■ Exercise task
Copy the rows from the line with "the bus windshield" to the line with "[[124, 40]]", both included. Keep the requests unchanged, but shift every coordinate in the answers up by 90.
============
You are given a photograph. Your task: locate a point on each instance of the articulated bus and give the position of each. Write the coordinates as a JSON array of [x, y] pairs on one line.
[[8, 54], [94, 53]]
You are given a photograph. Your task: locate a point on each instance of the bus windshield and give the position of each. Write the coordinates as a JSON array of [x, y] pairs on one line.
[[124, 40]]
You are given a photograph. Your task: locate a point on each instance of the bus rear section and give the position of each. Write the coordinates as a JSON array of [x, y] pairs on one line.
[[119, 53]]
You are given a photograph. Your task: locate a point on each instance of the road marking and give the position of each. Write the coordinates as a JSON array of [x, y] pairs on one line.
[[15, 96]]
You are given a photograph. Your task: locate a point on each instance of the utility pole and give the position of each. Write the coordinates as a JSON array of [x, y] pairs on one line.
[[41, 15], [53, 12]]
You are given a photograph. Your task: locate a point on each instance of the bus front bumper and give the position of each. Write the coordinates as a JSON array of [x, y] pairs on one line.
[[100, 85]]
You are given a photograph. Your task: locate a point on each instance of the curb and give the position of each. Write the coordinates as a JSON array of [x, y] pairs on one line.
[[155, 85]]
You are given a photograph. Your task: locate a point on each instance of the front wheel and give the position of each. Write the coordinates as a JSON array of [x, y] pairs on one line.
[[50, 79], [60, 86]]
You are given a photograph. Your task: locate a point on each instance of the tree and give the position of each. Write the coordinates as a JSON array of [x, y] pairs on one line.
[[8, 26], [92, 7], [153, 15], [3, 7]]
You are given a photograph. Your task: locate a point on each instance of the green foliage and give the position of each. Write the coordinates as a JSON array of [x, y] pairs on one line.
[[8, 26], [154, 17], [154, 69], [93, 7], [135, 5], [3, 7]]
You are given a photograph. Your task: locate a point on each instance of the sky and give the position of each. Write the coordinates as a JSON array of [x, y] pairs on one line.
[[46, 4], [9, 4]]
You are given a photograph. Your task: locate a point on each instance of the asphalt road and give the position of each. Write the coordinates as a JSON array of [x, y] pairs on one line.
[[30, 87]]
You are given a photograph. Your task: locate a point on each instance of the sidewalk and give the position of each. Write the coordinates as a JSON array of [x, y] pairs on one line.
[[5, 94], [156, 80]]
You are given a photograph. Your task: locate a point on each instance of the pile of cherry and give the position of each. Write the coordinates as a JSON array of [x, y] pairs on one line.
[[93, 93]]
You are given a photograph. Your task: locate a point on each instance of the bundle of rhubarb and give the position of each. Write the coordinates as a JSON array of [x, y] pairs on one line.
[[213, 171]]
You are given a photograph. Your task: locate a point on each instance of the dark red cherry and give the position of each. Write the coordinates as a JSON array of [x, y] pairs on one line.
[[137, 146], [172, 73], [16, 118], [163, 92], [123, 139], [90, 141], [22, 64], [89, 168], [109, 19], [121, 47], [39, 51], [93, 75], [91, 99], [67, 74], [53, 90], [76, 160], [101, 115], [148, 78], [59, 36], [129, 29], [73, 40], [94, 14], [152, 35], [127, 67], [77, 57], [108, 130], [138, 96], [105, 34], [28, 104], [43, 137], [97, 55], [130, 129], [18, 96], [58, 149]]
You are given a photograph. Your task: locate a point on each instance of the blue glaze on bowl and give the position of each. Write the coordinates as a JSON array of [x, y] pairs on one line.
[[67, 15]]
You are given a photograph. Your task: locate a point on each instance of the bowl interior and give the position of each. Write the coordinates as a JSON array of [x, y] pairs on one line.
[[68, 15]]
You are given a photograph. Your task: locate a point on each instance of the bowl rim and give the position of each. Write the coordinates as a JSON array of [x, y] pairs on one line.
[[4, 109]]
============
■ Exercise response
You are given a photograph. Your task: locate a point on each instance of the bus windshield and give the position of each. Write the coordinates as a JSON array of [x, y] pairs on one line.
[[214, 130]]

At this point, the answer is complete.